Using the text on the genres of Moby-Dick, explain why the novel can be said to have the essential qualities of a tragedy.

Page text:
*** Block opens ***

Moby-Dick is a novel that evades categorization. Just as it employs a variety of different styles and tones, Moby-Dick also falls within a number of genres. Firstly, it can be categorized as an adventure novel, with its setting upon the high seas and central chase of the great White Whale filling the novel with the kind of action and drama that typify this genre. Its great length and scope may also qualify it as an epic, with this categorization placing Moby-Dick in appropriate lineage with works such as The Odyssey, which also details the adventures and tragedies of life at sea. In a similar vein, Moby-Dick may also be categorized as a quest novel, with the plot dictated by Ahab’s central quest to enact revenge on Moby Dick.

The episodic nature of Moby-Dick is characteristic of all of these genres, with the overarching hunt for Moby Dick interjected with a series of smaller self-contained episodes that show the scope and variety of life on a 19th-century whaling voyage. Along with this, Moby-Dick also has the essential qualities of a tragedy, as it's hard to deny the bleakness of the symbolically destructive ending, in which everyone but Ishmael drown.

*** Block closes ***

[Source data]
*** Block opens ***

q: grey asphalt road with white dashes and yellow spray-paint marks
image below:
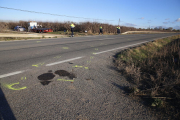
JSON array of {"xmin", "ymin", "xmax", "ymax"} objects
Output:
[{"xmin": 0, "ymin": 33, "xmax": 179, "ymax": 120}]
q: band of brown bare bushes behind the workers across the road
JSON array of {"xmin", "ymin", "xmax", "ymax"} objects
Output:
[{"xmin": 0, "ymin": 21, "xmax": 178, "ymax": 33}]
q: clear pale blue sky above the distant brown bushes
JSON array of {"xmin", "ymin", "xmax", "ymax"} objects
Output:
[{"xmin": 0, "ymin": 0, "xmax": 180, "ymax": 29}]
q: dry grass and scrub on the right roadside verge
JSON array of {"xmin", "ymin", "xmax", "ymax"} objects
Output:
[{"xmin": 116, "ymin": 35, "xmax": 180, "ymax": 119}]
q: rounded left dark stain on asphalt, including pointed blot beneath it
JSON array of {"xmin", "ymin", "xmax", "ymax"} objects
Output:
[{"xmin": 38, "ymin": 73, "xmax": 55, "ymax": 85}]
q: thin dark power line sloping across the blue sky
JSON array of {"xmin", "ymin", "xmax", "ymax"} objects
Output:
[{"xmin": 0, "ymin": 6, "xmax": 114, "ymax": 21}]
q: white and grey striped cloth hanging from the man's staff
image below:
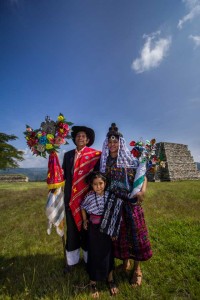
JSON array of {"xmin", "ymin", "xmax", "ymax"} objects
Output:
[{"xmin": 46, "ymin": 187, "xmax": 65, "ymax": 237}]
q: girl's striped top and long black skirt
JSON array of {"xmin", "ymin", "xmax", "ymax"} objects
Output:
[{"xmin": 81, "ymin": 191, "xmax": 114, "ymax": 281}]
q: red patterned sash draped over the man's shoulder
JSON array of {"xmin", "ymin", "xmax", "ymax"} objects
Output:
[{"xmin": 69, "ymin": 147, "xmax": 101, "ymax": 231}]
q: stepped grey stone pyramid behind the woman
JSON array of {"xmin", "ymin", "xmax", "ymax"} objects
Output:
[{"xmin": 149, "ymin": 142, "xmax": 200, "ymax": 181}]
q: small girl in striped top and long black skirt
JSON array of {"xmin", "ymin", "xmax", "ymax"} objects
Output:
[{"xmin": 81, "ymin": 172, "xmax": 118, "ymax": 298}]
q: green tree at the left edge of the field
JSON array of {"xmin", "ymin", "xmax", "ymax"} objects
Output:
[{"xmin": 0, "ymin": 132, "xmax": 24, "ymax": 169}]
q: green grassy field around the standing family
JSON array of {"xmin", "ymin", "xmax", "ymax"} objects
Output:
[{"xmin": 0, "ymin": 181, "xmax": 200, "ymax": 300}]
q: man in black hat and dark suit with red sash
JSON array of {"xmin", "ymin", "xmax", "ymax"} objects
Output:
[{"xmin": 62, "ymin": 126, "xmax": 101, "ymax": 266}]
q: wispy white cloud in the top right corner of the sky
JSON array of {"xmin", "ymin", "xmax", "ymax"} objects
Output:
[{"xmin": 177, "ymin": 0, "xmax": 200, "ymax": 29}]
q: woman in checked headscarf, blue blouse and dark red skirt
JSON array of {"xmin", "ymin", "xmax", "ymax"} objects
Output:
[{"xmin": 100, "ymin": 123, "xmax": 152, "ymax": 287}]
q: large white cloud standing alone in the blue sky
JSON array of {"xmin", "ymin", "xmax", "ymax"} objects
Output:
[{"xmin": 131, "ymin": 31, "xmax": 171, "ymax": 73}]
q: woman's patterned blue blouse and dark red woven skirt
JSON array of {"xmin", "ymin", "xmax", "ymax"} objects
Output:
[{"xmin": 106, "ymin": 156, "xmax": 152, "ymax": 261}]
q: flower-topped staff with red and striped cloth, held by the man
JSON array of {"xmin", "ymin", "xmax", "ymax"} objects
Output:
[{"xmin": 24, "ymin": 113, "xmax": 73, "ymax": 266}]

*** Block closes ***

Output: The novel has the qualities of a tragedy because its ending is undeniably bleak. That symbolically destructive ending has everyone but Ishmael drown.